INSTRUCTIONS FOR THE TASK: How many lines in the records below contain the string "wooden"? Reply with the number alone.

(Dataset excerpt)
..............................

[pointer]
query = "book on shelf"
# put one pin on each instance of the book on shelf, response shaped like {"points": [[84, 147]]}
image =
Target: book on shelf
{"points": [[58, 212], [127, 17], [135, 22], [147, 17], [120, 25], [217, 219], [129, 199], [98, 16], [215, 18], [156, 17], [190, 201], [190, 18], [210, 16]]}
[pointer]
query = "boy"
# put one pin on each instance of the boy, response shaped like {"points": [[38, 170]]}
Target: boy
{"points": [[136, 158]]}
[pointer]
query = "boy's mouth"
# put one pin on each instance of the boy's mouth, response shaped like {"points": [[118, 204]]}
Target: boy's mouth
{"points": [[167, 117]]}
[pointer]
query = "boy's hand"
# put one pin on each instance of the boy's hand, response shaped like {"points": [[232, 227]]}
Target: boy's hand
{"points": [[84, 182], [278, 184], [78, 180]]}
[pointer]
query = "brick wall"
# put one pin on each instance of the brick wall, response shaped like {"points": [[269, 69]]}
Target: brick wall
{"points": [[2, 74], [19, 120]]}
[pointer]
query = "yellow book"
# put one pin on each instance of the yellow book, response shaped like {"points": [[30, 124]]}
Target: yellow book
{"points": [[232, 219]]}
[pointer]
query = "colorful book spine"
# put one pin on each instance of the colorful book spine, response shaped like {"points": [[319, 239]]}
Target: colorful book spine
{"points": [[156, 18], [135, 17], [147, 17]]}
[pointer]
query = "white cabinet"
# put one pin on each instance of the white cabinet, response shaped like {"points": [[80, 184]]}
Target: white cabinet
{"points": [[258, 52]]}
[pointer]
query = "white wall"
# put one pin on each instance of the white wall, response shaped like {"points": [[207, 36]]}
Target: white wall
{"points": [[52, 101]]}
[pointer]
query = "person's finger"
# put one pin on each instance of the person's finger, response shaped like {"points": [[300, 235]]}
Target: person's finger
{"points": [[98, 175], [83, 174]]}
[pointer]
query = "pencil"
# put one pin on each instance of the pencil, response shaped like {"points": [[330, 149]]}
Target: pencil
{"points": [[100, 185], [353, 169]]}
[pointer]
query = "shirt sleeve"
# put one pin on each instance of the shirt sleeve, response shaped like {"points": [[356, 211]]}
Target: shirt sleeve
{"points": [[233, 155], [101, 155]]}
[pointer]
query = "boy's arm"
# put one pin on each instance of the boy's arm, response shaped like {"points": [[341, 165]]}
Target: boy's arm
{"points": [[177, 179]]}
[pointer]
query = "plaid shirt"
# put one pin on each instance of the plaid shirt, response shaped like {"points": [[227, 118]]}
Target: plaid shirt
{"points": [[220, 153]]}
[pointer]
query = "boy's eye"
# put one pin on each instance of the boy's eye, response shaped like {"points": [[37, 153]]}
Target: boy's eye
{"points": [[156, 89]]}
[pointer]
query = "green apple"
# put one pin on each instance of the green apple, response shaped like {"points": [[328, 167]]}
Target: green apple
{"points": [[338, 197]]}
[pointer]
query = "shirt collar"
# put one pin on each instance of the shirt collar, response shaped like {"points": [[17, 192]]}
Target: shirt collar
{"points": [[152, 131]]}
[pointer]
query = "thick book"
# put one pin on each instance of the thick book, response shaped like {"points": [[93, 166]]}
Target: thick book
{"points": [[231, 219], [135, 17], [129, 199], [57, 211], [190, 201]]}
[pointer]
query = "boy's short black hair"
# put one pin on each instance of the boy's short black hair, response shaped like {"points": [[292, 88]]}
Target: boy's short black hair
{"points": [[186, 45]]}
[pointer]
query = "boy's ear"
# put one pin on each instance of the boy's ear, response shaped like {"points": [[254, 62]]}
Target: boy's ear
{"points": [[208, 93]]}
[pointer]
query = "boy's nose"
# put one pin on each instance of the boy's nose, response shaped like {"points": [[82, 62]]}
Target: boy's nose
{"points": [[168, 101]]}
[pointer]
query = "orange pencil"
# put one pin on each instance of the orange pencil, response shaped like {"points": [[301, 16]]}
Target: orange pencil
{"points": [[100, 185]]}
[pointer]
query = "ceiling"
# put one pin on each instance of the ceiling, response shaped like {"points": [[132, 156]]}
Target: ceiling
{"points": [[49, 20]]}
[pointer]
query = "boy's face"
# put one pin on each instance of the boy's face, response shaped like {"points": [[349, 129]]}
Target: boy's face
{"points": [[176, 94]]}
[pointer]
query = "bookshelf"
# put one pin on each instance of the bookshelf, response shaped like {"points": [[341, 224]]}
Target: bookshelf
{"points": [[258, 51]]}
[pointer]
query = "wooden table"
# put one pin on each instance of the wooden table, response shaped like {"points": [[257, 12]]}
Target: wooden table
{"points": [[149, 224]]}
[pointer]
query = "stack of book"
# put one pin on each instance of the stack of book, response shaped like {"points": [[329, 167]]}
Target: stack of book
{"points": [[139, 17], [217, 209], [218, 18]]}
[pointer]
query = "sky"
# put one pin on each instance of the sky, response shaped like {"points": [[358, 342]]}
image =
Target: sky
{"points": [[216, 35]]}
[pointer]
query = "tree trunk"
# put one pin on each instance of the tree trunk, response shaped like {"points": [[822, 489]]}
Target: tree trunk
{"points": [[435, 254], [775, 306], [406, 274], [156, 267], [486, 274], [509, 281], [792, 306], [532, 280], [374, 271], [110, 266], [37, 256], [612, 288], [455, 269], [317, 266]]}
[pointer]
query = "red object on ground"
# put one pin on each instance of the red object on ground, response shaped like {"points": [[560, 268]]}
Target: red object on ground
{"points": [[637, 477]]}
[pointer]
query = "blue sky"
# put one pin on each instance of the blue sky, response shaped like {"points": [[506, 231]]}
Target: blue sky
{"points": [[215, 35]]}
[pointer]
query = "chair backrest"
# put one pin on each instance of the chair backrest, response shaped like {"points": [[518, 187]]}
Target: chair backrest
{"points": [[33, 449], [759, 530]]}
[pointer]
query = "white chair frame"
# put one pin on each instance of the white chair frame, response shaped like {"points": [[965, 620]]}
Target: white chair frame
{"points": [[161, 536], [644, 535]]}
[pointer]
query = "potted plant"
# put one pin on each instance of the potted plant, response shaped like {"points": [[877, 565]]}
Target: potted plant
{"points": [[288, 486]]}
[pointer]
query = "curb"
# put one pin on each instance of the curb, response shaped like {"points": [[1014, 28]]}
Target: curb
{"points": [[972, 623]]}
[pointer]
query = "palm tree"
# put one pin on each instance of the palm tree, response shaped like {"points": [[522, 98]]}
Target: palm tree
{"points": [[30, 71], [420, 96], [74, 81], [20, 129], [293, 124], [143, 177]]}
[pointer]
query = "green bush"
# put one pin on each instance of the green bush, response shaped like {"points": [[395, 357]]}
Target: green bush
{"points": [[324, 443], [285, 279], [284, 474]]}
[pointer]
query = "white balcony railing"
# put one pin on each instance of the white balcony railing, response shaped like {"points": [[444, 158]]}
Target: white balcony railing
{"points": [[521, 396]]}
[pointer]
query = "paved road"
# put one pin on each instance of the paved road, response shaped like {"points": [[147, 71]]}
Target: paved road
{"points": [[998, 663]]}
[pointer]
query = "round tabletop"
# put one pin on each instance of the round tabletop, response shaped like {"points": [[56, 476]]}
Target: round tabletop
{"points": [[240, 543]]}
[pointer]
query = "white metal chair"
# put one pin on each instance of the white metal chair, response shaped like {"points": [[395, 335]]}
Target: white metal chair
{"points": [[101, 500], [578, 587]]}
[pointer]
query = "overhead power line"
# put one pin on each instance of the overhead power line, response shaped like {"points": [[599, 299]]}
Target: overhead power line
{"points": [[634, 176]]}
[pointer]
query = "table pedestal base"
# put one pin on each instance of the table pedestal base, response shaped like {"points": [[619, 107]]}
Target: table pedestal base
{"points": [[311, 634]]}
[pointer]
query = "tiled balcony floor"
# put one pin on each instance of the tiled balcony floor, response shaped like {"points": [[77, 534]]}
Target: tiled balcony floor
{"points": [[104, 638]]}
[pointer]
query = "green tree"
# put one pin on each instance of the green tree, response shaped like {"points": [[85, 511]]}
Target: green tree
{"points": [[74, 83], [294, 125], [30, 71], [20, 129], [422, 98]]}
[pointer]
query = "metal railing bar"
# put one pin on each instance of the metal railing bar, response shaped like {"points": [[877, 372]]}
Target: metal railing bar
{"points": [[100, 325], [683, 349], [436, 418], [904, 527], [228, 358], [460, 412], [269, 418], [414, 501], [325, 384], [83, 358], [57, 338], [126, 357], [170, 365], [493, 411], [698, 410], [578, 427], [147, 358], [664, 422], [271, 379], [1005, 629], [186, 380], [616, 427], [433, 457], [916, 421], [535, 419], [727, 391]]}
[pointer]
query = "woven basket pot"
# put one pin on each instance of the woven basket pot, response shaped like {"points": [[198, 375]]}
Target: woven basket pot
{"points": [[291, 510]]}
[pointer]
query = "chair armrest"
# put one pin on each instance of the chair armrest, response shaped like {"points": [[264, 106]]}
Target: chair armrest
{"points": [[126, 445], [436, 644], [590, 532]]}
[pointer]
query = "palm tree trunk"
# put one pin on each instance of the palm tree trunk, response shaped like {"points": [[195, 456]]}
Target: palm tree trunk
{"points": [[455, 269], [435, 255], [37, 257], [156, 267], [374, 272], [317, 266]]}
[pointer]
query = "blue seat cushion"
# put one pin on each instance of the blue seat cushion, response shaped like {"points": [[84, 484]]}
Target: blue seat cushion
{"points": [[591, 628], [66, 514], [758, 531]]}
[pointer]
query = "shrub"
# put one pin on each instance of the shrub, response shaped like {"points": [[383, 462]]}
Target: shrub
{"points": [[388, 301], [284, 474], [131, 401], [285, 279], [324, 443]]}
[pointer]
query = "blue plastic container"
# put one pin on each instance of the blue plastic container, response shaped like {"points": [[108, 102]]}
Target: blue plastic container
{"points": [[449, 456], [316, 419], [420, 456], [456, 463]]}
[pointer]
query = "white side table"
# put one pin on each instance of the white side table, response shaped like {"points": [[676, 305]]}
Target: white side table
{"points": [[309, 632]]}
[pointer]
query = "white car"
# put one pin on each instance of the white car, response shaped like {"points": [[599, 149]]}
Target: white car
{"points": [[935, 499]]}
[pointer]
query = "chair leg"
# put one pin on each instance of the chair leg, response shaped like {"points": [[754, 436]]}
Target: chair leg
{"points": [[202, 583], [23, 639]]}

..............................

RESPONSE: 3